WHAT YOU ARE ASKED TO DO:
Report each line of the records below that contains the word "pole", copying every such line in full.

+++ EXERCISE DATA

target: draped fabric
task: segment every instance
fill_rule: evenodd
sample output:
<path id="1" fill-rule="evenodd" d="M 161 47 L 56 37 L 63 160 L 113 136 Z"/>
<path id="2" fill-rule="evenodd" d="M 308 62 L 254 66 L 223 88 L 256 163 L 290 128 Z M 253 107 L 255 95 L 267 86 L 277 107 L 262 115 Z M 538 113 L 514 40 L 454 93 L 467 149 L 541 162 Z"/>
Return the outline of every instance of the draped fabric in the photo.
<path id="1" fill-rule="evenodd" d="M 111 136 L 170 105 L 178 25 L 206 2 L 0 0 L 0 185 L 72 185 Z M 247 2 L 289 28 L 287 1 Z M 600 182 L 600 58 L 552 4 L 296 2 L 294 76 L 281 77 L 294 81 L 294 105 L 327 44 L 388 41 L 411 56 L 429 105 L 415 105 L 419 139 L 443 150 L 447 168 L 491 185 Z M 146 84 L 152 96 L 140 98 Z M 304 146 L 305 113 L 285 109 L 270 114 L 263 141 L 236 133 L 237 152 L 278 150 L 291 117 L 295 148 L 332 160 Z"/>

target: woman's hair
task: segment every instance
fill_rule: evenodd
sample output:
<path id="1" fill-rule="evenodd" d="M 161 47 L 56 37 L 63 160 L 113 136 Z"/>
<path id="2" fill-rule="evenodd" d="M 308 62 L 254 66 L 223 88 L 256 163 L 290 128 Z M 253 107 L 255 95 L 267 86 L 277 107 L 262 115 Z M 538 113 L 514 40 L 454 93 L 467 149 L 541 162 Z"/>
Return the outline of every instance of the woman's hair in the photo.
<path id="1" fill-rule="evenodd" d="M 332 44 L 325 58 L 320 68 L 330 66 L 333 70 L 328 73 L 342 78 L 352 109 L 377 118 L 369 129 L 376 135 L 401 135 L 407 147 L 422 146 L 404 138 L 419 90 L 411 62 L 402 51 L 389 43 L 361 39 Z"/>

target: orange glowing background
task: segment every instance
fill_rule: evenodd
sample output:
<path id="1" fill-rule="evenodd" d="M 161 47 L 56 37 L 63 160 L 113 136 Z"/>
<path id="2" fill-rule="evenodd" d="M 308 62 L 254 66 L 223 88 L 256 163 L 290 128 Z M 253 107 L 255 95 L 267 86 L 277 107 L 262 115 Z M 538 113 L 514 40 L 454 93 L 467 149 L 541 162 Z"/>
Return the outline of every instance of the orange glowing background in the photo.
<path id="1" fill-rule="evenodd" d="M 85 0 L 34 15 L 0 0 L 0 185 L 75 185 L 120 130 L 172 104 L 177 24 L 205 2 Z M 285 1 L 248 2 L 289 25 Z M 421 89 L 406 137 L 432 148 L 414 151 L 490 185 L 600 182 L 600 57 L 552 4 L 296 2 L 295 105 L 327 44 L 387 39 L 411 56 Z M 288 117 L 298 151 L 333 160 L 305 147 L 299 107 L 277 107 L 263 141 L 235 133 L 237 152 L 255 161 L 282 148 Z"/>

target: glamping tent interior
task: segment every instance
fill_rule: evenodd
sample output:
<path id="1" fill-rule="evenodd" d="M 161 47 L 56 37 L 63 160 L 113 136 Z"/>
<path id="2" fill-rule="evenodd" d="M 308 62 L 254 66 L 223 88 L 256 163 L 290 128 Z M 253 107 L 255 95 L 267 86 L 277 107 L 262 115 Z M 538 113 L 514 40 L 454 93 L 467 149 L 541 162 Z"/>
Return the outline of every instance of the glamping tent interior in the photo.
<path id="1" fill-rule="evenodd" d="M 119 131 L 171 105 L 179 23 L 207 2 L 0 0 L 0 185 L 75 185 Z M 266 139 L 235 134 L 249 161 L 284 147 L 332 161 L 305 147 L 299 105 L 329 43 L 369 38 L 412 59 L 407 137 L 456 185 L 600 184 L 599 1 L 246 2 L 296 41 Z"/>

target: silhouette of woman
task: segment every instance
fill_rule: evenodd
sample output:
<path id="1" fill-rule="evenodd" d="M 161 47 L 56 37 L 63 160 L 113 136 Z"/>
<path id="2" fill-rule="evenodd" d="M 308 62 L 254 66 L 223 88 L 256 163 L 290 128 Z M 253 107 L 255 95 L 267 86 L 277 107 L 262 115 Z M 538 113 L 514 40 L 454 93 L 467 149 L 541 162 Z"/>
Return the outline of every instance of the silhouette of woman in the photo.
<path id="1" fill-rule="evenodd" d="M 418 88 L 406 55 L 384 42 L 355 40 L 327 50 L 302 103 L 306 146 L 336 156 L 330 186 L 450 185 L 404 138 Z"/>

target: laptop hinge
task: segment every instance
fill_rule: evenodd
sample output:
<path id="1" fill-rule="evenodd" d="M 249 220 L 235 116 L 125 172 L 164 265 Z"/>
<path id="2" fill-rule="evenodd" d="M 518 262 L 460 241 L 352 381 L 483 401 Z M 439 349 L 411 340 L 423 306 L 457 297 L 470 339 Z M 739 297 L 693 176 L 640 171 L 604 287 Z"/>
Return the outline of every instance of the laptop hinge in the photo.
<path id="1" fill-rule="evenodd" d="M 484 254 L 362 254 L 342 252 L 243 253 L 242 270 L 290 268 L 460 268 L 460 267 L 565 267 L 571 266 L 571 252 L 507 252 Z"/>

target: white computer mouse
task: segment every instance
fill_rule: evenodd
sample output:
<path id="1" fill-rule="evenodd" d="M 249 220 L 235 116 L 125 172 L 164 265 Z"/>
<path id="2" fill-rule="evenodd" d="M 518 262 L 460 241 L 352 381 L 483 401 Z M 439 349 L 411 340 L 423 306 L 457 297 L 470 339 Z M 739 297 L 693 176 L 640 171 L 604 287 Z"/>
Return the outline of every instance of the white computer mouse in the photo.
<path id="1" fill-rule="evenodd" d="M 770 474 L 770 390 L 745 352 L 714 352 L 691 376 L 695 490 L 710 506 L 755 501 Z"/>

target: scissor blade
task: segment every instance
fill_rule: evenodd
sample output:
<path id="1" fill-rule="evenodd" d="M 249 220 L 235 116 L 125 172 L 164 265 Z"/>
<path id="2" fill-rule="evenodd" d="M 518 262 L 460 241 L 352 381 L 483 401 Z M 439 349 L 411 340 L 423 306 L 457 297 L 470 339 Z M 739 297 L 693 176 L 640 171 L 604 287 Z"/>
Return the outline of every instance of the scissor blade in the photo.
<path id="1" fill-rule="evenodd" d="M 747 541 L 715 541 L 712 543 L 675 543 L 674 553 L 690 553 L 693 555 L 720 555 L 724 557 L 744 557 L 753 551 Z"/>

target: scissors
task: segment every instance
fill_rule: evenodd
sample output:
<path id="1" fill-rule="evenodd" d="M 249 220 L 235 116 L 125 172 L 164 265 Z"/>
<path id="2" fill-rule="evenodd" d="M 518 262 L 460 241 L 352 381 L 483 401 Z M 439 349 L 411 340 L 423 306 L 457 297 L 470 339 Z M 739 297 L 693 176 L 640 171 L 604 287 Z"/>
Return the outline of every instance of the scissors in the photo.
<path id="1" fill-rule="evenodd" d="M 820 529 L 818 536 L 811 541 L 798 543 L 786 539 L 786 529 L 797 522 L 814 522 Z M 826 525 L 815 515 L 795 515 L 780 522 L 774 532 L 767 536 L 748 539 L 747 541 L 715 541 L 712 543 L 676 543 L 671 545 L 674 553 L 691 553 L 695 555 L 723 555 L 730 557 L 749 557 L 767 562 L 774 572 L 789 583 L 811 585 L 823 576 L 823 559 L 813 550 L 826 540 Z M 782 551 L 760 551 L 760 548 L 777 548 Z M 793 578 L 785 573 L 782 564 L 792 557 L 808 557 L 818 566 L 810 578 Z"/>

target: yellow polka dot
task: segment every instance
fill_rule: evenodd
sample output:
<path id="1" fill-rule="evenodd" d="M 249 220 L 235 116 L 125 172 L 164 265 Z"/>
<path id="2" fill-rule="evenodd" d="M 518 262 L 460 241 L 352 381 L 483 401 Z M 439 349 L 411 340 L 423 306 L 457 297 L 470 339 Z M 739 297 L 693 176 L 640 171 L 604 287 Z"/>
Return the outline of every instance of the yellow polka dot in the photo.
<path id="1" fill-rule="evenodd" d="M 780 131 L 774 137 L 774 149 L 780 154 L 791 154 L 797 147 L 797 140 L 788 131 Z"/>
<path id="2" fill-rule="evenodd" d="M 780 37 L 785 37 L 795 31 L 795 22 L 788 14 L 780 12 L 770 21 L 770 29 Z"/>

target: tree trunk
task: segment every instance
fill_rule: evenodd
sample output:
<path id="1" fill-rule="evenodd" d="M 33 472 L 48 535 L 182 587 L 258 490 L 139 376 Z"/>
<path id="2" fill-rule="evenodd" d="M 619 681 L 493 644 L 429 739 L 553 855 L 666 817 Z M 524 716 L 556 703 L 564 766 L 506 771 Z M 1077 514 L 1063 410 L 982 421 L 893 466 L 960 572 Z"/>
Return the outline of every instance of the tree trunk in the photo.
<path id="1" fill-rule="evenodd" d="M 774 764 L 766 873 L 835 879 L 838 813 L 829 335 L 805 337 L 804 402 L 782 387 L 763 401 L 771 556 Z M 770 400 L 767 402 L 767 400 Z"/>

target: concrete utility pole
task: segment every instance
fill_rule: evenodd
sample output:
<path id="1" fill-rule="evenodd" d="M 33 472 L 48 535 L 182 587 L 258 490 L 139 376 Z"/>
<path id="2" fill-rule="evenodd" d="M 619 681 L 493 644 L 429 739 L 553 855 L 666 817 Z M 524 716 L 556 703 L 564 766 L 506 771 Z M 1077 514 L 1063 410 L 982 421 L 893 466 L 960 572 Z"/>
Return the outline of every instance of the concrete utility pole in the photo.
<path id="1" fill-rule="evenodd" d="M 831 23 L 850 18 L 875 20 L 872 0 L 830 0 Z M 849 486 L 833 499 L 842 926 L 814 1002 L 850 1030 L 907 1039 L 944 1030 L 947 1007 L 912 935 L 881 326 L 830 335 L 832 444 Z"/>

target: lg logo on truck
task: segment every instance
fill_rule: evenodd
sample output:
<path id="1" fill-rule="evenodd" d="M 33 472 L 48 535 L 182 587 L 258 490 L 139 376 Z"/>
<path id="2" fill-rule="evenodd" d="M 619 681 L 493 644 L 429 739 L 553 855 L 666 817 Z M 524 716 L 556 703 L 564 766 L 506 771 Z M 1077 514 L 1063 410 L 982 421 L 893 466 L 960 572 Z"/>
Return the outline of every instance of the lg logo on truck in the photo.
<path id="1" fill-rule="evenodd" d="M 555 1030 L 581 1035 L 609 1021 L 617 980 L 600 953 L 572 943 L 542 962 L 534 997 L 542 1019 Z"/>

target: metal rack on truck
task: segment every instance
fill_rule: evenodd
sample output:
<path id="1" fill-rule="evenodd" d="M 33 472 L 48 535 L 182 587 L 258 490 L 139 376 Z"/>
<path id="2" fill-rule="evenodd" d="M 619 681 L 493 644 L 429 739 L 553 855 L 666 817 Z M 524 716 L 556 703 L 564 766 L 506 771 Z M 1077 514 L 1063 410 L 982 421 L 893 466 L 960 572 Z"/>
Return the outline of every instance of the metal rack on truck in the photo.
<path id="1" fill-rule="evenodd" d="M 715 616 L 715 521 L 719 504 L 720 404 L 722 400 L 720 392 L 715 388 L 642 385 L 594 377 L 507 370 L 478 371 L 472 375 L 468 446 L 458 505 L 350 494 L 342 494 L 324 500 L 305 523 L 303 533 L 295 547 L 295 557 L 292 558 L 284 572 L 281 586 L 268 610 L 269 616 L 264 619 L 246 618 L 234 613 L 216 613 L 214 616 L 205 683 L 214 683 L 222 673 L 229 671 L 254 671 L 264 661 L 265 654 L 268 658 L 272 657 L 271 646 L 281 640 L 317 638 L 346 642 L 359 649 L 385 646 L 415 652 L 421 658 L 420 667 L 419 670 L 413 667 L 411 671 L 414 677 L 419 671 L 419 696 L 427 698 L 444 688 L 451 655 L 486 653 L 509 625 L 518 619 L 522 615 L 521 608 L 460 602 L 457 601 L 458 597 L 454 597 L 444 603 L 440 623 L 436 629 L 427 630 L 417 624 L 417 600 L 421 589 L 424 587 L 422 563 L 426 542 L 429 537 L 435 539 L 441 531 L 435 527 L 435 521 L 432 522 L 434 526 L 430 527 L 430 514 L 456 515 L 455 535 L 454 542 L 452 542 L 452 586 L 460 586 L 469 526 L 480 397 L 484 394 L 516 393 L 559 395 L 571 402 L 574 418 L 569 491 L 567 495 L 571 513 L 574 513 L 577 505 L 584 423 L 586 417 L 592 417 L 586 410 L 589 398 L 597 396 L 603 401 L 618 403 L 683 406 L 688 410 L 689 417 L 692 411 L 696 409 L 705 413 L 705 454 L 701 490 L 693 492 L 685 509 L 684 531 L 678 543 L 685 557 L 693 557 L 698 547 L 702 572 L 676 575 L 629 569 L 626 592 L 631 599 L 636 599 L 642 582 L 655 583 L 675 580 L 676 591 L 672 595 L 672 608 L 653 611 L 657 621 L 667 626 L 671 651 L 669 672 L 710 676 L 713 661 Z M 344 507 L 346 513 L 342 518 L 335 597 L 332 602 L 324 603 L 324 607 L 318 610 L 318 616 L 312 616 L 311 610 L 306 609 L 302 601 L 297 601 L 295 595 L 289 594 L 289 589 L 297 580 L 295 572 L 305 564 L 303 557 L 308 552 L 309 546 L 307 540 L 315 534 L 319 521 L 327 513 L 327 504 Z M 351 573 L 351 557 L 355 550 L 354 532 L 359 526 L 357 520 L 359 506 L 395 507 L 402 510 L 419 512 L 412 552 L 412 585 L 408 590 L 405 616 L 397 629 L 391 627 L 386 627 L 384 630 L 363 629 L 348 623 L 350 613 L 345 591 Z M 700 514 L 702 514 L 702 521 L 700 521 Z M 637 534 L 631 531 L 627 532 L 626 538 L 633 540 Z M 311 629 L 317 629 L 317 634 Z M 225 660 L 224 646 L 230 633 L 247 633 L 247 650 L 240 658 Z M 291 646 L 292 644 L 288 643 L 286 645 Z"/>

++++++

SOLUTION TO THE PROBLEM:
target: concrete utility pole
Return the outline of every instance of the concrete utility pole in the photo.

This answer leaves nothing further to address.